*Information given*:
__________
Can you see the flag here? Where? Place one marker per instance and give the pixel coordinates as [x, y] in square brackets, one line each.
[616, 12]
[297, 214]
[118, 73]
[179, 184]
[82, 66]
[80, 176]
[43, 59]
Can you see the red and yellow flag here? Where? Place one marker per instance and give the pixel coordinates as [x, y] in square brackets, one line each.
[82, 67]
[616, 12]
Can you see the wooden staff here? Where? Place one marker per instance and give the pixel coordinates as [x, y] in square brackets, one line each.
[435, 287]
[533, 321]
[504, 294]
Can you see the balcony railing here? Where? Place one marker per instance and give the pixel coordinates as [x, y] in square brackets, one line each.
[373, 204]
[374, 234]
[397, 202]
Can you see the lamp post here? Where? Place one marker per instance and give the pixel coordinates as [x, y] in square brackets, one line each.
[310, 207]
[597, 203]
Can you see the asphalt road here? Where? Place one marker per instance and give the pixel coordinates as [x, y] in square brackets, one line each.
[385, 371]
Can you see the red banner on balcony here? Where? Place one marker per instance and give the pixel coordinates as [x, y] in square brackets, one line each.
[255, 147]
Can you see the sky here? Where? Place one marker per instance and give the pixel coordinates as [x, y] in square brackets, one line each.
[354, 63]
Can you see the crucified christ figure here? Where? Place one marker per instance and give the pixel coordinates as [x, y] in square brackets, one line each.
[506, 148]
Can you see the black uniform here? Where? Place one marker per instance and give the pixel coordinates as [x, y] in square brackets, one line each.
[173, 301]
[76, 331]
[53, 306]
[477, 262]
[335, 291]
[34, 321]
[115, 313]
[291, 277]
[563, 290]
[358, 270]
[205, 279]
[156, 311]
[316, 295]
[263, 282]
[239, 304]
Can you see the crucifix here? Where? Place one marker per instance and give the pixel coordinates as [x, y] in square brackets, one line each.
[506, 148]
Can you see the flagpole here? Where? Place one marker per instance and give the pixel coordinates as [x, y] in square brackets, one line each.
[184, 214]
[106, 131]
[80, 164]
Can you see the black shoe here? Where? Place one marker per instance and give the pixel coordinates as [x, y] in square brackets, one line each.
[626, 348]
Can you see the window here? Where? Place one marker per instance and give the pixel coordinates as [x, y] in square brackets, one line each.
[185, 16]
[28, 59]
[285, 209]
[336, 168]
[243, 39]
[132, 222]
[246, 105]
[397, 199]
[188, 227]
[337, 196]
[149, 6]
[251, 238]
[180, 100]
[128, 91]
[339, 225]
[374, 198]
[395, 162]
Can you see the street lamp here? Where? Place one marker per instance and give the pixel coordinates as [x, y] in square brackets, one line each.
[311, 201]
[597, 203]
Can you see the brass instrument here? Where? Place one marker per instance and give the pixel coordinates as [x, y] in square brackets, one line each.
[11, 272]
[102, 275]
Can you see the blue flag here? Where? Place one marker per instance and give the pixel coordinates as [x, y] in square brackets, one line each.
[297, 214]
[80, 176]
__________
*What to produce*:
The whole of the material above should be written out again, exactly.

*Written answer*:
Can you see the flag here? Where? Place one marker per instance and give the pixel coordinates as [x, y] in square brackets, one line each.
[616, 12]
[297, 214]
[118, 73]
[179, 184]
[82, 66]
[80, 176]
[43, 59]
Can you see the red and yellow flag here? Where? Place one marker per instance and give the pixel coordinates as [x, y] in square brackets, one line each.
[82, 67]
[616, 12]
Can you see the wooden staff here? Where? Place one marker per instance and give the pixel coordinates as [x, y] in square brackets, one line each.
[435, 287]
[533, 321]
[504, 294]
Can you see the balcony railing here? Where? Place one marker per instance and give the pixel coordinates as [x, y] in square brackets, one line each.
[373, 204]
[374, 234]
[397, 202]
Can you see the lamp post here? Where? Place one marker per instance and give the pixel coordinates as [x, y] in square brackets, one line each.
[310, 207]
[597, 203]
Can you see the asphalt road here? Where? Place one marker per instance and give the pixel coordinates as [x, y] in square brackets, one line each.
[385, 371]
Can you see the red banner on balcony here? Where? Place one marker per instance and give the pixel coordinates as [x, y] in square brackets, one line each.
[255, 147]
Can you see the sky here? Where? Place one marker per instance and give the pixel coordinates as [x, y] in square brackets, one line each.
[354, 63]
Can you see the crucified christ figure here? Where? Place one marker per instance and give the pixel coordinates as [x, y] in square brackets, one line each.
[506, 148]
Can you see the black uniform here? Where? Place one marker per instance and give the pixel coordinates as [x, y] in square brackets, one line each.
[173, 301]
[76, 331]
[53, 306]
[477, 262]
[335, 291]
[34, 321]
[115, 313]
[291, 277]
[563, 290]
[358, 270]
[205, 279]
[156, 311]
[316, 295]
[263, 282]
[239, 304]
Can you see the crucifix here? Where? Place one marker per instance and give the pixel coordinates as [x, y] in square brackets, one line each.
[506, 148]
Can you see the flagpole here? Where? Place one marker per instance and give the pixel coordinates as [x, y] in square brackets, one line each.
[184, 214]
[106, 131]
[80, 164]
Can you see the black shoe here? Where? Place one marker per instance and give the pixel coordinates as [x, y] in square brackets, one line each.
[626, 348]
Can you see the window here? Where? Place one marker per instance and give the pixel coordinates as [x, y] in square brackets, one line each.
[185, 16]
[28, 59]
[285, 209]
[336, 168]
[243, 39]
[132, 222]
[246, 105]
[397, 199]
[188, 227]
[337, 196]
[149, 6]
[251, 238]
[180, 100]
[128, 91]
[339, 225]
[374, 198]
[395, 162]
Can you see the street lamp here? Where? Place one marker per instance and give the pixel coordinates as [x, y] in square brackets, one line each.
[311, 201]
[597, 203]
Can you see the brass instrument here? Where? Place one marker per instance and give the pixel coordinates as [x, y] in square brackets, one line each.
[11, 272]
[102, 275]
Can you see the blue flag here? Where? Place one marker per instance and give the pixel coordinates as [x, y] in square brackets, one line each.
[297, 214]
[80, 176]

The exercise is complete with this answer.